**Provided material:**
______________________________

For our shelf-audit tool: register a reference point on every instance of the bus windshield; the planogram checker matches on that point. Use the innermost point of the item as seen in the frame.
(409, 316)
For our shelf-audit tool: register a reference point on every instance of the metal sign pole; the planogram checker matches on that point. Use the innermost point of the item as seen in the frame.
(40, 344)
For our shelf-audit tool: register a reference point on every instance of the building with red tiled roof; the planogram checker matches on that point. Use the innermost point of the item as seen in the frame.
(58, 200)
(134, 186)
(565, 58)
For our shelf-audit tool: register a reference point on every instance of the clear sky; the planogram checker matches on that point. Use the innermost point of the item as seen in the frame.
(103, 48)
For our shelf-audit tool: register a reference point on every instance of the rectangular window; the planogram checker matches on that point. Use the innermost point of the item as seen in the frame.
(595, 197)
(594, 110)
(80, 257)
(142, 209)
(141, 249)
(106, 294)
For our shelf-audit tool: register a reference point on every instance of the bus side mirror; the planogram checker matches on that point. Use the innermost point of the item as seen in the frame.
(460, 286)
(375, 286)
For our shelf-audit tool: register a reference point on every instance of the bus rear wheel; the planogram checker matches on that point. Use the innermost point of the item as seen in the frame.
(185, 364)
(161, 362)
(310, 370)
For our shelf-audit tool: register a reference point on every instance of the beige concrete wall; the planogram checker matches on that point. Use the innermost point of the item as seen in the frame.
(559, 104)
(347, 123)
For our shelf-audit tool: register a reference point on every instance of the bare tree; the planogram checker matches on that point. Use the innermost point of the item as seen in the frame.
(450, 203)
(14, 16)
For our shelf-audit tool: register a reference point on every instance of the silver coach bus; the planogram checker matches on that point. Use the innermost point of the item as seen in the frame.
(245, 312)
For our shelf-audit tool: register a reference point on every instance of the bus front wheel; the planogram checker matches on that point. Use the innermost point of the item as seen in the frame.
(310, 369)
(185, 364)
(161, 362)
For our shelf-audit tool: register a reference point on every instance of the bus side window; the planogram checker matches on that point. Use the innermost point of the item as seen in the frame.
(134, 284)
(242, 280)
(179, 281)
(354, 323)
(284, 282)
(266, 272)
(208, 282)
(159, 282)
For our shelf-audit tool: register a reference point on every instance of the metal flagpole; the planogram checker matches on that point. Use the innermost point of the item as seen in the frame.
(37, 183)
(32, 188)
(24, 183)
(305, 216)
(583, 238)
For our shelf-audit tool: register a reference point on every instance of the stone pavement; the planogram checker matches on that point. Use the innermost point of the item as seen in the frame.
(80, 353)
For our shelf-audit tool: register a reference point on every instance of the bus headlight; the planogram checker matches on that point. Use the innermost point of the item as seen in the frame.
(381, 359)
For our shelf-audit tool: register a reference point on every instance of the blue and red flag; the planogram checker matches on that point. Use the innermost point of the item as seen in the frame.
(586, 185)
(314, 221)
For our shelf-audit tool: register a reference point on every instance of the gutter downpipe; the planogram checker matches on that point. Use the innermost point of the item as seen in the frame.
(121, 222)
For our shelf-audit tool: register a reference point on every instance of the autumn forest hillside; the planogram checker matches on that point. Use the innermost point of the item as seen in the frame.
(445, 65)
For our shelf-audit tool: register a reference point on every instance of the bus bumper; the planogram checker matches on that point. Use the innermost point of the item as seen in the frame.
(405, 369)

______________________________

**Written request:** Output all of the data again. Match it exactly.

**Solution to the problem:**
For our shelf-audit tool: register a reference point on every instance of the bus windshield; the planogram checker matches on that point. Use the innermost point of the item as seen in the frame.
(409, 316)
For our shelf-audit tool: register a reference point on every instance of the metal sign pole; the planogram checker matches on that point. Use the innermost point of the item as seen in the frame.
(40, 344)
For our shelf-audit tool: register a reference point on every instance of the building with red tiled roof; the planogram checker matches on that point. Use the innermost point of the item as seen in the frame.
(58, 200)
(134, 186)
(565, 58)
For our shelf-audit tool: register a reference point on every instance of the clear sky; the planogram checker matches on that point. Use the innermost point of the item as seen in the frame.
(103, 48)
For our shelf-audit tool: register a reference point on every instance of the rectangular window; the planogram checker matches on that point. Use the innermost point of the item as seen in the frame.
(595, 197)
(594, 110)
(80, 257)
(142, 209)
(141, 249)
(106, 294)
For our shelf-audit tool: register a reference point on every instance of the bus side mirror; the planogram checker matches on that point. Use the innermost point of the item as seen in the frame.
(460, 286)
(375, 286)
For our shelf-audit tool: register a reference point on every instance of the bus rear wheel; the planogram checker matches on that point. Use the innermost point of the item as seen in the frame.
(185, 364)
(161, 362)
(310, 370)
For our shelf-audit tool: register a reference point on every instance of the beige concrete wall; the planogram checker matches on that point. Use the innermost point of the item as seen in the frame.
(559, 104)
(347, 123)
For our shelf-audit tool: register a reference point on every instance of the bare tree; the planogram checker matches on that point. Use the innermost point of the item as seen in the frame.
(450, 203)
(14, 16)
For our shelf-audit tool: register a reference point on every instance of the silver coach bus; the planogram checker matches on that point. Use the innermost point of the item as seen in the frame.
(245, 312)
For our shelf-audit tool: register a reference point on every instance of the bus front wheel; the planogram checker matches on that point. Use the innermost point of the item as seen in the frame.
(310, 369)
(185, 364)
(161, 362)
For our shelf-audit tool: register a reference point on every instance of the bus side window; the planogram checker matches on that point. Use the innermost point of the item as seen in the frame.
(134, 284)
(242, 280)
(179, 281)
(354, 323)
(284, 282)
(266, 272)
(208, 282)
(159, 282)
For our shelf-audit tool: register a reference point on every instance of the metal flagpole; the planogram checker matches on that point. Use the innermost point of the item as seen in the frame.
(37, 183)
(32, 188)
(24, 183)
(305, 216)
(583, 238)
For our shelf-audit tool: register a reference point on every instance of the stone pavement; the planogram checker matches on that point. Use the innermost point of the item as seen in the frame.
(80, 353)
For our shelf-audit tool: register a reference point on every instance of the bus headlight; the planogram checker matches on that point. Use the innermost point of the item as seen in the frame.
(381, 359)
For our shelf-audit tool: register a reference point on every instance of the blue and red flag; the planogram checker matches on that point. Use the innermost point of the item as seen in the frame.
(586, 185)
(314, 221)
For our shelf-audit tool: register a reference point on every instance of the gutter downpipe; the planogram checker matches on that point. Use the innermost point of the item as seen in the frame.
(121, 222)
For our shelf-audit tool: register a reference point on every instance of the autumn forest hillside; the planogram checker matches on that point. Use the innermost point of the item as seen in the frame.
(445, 65)
For our shelf-audit tool: register a reference point on every instance of the bus bumper; the planogram checker matches on that point. Use the innermost point of the item as seen in the frame.
(405, 369)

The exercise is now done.